====== Data to use ======
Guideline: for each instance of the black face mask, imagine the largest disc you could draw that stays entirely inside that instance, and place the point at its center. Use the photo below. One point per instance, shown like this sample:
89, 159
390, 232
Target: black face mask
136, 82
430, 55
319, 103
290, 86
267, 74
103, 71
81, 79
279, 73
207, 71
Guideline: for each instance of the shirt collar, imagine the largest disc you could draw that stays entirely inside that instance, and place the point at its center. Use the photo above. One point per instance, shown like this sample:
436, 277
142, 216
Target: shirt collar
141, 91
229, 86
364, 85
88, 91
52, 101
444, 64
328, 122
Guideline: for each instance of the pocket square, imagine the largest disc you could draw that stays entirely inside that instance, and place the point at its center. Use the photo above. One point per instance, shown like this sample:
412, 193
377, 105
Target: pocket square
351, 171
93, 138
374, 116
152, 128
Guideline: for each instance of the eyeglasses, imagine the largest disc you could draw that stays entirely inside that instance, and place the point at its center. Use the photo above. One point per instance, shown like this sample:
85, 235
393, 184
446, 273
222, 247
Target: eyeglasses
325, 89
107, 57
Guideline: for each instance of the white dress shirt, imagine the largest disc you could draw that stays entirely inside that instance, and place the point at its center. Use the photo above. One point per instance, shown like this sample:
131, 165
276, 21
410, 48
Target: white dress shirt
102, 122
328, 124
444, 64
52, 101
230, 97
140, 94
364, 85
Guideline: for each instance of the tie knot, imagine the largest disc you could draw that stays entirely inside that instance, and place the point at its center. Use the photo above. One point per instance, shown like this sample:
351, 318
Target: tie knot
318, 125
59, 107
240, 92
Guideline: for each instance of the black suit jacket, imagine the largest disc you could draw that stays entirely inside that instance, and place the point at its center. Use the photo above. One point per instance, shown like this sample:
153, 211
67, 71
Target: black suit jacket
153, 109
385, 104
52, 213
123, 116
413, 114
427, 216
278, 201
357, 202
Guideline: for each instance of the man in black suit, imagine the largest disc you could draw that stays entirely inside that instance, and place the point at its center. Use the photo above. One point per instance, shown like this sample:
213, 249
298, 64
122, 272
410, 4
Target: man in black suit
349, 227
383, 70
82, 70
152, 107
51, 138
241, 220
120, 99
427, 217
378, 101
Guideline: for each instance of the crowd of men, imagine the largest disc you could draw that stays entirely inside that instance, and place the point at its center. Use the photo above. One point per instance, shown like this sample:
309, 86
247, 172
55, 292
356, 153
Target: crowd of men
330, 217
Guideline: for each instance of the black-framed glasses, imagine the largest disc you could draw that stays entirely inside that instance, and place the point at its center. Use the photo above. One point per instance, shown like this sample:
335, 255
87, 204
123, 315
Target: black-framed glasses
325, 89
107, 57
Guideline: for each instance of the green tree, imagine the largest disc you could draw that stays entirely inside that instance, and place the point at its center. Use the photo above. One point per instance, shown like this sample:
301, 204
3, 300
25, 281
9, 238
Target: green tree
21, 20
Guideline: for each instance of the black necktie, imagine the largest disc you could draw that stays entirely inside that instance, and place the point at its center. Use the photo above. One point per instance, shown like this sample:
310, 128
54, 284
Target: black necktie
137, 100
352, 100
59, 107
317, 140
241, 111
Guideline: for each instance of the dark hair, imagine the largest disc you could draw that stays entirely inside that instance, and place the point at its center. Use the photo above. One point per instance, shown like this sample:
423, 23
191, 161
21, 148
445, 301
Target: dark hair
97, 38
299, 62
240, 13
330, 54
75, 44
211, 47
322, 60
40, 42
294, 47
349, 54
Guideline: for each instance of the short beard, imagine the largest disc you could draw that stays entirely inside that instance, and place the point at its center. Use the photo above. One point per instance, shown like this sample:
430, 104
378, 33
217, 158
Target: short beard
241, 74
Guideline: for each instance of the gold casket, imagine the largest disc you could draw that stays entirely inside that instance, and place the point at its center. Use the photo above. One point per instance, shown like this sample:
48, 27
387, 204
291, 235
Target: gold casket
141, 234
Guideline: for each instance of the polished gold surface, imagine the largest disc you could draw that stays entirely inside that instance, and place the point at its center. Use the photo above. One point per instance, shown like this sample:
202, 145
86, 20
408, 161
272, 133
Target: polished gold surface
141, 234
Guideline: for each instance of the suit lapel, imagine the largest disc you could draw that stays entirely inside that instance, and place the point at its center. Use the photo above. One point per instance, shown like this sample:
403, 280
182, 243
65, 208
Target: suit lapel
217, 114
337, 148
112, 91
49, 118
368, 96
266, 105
======
• [Required work] For this exercise, output the entries above exactly as written.

• [Expected answer]
Guideline: for each instance of the black face mask, imagine the largest disc you could draw that stays entirely inside that instance, and place the point at its center. Use the photo below. One point per instance, shown like this sample:
89, 159
390, 232
Target: black face mask
136, 82
430, 55
319, 103
290, 86
267, 74
103, 71
81, 79
279, 73
207, 71
Guideline: for each instance of the shirt collar, imagine the largest disc you could draw that stays entirely inside that instance, and place the point at its center. Use the photo above. One point per instance, shown like this sample:
436, 277
142, 216
Target: shirt collar
141, 91
229, 86
364, 85
88, 91
52, 101
444, 64
328, 122
Guideline: for each instance of the pocket square, imagine the largest disc you could draw that stays entirely inside that instance, and place the point at its center. Use the photo above. One point per instance, shown like this sample:
412, 193
377, 105
Target: pocket square
351, 171
93, 138
374, 116
152, 128
Guideline: for each instance of the eyeglasses, imagine the largest disc you could draw that stays entirely inside that instance, and place the point at its center. Use the photo above. One point per instance, shown like this sample:
85, 235
393, 184
446, 273
222, 247
Target: eyeglasses
325, 89
107, 57
Guideline: for each instance of the white dress shirt, imagine the largest disc you could draw that stays entirely inside that instance, and place the point at its center. Use the photo above. One point per instance, shown like this sample:
131, 165
276, 21
410, 48
Target: white dress shirt
102, 122
328, 124
444, 64
52, 101
230, 97
140, 94
364, 85
Guideline: for each instance of the tie knot, imagine the largest disc you could draw that stays entirely inside that instance, and place the point at its center. Use the photo above. One point per instance, shown like this sample:
351, 318
Target: tie knot
318, 125
59, 107
240, 92
Guideline: for each instance of the black suit jacket, imagine the largest disc you could draw that stays entirely inside that instance, and place the point at its center. Use the photo above. One point per instance, shown like this sample:
153, 211
67, 71
Target: black suit jacket
153, 109
385, 104
52, 213
123, 116
413, 114
427, 216
278, 201
357, 202
Guideline: for each instance of the man in black suit, imagine the largest disc you could draw that stays entirely inside that instance, and place the point at its center. Use the photo above. One point per instance, shown like this sample:
213, 249
298, 64
122, 272
410, 4
Target: man in black suit
349, 227
383, 70
82, 70
152, 107
51, 138
241, 220
120, 99
427, 217
378, 101
Guideline: for each instance of the crowd of men, imagine the largest disc you could draw that stays entirely inside that instance, and place the point at its center. Use the photo above. One point per instance, shown like this sample:
309, 86
247, 172
55, 292
356, 153
Target: crowd of men
330, 217
Guideline: for each instance of the black-framed glasses, imagine the largest disc you could draw that stays entirely inside that instance, and place the point at its center. Use the photo above. One point per instance, shown like this sample:
335, 255
87, 204
123, 315
Target: black-framed glasses
325, 89
107, 57
Guideline: for each instance of the green tree, imagine the largest disc you could draw that stays entirely inside that instance, and place the point at its center. Use the photo above. One point per instance, shown like this sample:
301, 204
3, 300
25, 281
9, 238
Target: green tree
21, 20
Guideline: for each instance of the black necktie, imagine the largest disc you could draw that stays entirely inside that instance, and place the point at its center. Use the photo above. One point per instance, shown like this sample:
310, 128
54, 284
Target: black necktie
137, 100
352, 100
59, 107
317, 140
241, 111
Guideline: for each instance of the dark hair, imagine the largest disc you could draw that stays entirely inside that instance, and place the point at its center. Use the photo above. One point per instance, shown like this sample:
423, 23
191, 161
21, 148
445, 301
Target: dark hair
97, 38
299, 62
240, 13
330, 54
75, 44
211, 47
322, 60
40, 42
294, 47
349, 54
Guideline: for each instance of the short beard, imagine the largest disc you could draw that stays entirely inside that instance, and place the point at its center. Use the photo above. One point per instance, shown like this sample:
430, 104
378, 33
217, 158
Target: short beard
241, 74
Guideline: for each instance of the gold casket, imagine the largest disc you could draw that stays entirely inside that instance, and place the point at its center. Use the photo above. One point per instance, shown like this sample:
48, 27
387, 204
291, 235
Target: gold casket
141, 234
Guideline: for each instance of the polished gold surface, imagine the largest disc you could draw that stays entirely inside that instance, and place the point at its center. Use the photo above. One point per instance, shown like this sample:
202, 145
86, 20
408, 161
272, 133
Target: polished gold surface
141, 234
Guideline: for each instance of the suit lapel, imagine the largest disc you could draw that stays entirely inside that instance, and place the point at its center. Use the photo above. One point per instance, shown like this sample:
403, 280
182, 243
65, 208
Target: suit lapel
217, 114
337, 148
112, 91
49, 118
368, 96
266, 105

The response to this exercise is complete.